**Work to do:** Copy out every line in the data below that contains the word "ground".

**Supplied records:**
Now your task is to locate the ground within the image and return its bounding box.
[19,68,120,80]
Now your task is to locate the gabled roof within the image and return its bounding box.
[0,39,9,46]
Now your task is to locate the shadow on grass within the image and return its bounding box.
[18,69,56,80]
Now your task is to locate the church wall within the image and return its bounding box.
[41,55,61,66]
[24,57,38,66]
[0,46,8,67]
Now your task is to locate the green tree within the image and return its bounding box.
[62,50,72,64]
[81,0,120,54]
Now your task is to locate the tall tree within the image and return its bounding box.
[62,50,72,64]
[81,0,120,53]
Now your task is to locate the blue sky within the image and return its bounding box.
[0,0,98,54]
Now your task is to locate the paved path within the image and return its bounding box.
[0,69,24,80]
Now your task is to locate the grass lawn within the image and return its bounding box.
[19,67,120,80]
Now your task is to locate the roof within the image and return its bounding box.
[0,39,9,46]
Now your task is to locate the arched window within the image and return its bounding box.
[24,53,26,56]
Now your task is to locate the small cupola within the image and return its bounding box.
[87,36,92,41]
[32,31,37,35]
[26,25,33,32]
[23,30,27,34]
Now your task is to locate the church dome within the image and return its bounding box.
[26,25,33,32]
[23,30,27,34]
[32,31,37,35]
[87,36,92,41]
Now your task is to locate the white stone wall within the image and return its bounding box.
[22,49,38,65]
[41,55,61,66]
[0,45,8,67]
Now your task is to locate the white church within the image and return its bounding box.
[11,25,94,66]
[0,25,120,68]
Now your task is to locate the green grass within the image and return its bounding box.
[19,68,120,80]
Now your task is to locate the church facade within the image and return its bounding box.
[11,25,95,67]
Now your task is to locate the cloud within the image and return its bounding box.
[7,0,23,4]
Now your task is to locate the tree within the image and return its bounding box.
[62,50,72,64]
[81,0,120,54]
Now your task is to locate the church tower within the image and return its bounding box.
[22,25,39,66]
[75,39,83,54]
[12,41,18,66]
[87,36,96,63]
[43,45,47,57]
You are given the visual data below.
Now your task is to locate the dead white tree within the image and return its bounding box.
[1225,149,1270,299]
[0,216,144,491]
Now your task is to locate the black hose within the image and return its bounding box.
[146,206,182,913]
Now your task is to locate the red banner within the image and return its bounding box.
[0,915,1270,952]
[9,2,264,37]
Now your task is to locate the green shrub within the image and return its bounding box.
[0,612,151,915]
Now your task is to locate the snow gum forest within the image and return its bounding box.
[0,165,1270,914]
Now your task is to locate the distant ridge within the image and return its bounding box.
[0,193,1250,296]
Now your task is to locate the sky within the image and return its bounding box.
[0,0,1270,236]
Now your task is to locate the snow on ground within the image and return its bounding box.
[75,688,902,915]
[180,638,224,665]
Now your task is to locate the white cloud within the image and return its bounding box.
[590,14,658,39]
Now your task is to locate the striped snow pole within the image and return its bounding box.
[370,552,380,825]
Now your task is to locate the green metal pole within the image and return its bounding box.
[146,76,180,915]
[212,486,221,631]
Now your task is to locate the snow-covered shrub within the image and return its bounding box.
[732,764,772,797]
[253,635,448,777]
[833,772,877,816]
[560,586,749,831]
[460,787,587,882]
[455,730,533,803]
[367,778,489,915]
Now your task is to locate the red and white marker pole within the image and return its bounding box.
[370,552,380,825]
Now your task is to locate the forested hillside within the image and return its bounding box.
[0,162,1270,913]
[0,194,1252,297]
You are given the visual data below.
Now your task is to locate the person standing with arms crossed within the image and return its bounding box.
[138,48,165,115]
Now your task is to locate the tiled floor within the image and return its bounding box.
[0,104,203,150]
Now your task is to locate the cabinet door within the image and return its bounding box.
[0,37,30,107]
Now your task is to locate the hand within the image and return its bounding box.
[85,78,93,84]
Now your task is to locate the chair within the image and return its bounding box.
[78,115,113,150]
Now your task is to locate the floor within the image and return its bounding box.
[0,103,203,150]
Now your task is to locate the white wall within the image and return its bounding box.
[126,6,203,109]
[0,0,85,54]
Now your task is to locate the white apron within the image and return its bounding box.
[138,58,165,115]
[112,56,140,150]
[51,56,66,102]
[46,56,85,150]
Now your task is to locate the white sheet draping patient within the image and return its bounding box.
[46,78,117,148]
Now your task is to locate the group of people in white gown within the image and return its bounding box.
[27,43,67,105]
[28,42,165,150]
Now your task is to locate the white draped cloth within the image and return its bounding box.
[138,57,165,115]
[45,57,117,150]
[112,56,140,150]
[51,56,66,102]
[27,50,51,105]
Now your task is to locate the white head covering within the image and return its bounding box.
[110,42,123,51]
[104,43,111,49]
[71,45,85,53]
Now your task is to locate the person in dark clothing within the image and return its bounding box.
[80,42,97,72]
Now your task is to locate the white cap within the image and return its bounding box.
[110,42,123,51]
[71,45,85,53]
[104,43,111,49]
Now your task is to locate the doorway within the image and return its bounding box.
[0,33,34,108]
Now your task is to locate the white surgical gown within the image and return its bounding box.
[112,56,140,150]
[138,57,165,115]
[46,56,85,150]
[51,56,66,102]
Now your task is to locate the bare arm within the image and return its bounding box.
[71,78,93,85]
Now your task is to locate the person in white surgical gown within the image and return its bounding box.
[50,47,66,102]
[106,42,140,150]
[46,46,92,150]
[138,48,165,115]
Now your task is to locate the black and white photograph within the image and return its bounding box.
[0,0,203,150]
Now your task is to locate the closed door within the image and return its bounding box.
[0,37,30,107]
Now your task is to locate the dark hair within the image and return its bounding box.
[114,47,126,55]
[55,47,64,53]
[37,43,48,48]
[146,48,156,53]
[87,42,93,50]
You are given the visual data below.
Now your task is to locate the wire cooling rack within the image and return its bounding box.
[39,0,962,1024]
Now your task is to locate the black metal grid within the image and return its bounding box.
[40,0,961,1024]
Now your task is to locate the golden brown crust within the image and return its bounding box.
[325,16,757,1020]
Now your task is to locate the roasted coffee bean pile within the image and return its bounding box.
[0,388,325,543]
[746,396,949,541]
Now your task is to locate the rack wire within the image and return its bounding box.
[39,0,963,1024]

**Result of this task:**
Now your task is to locate the ground within the image and return its bounding box.
Now your task is to locate the snow on ground within the image and return its bounding box.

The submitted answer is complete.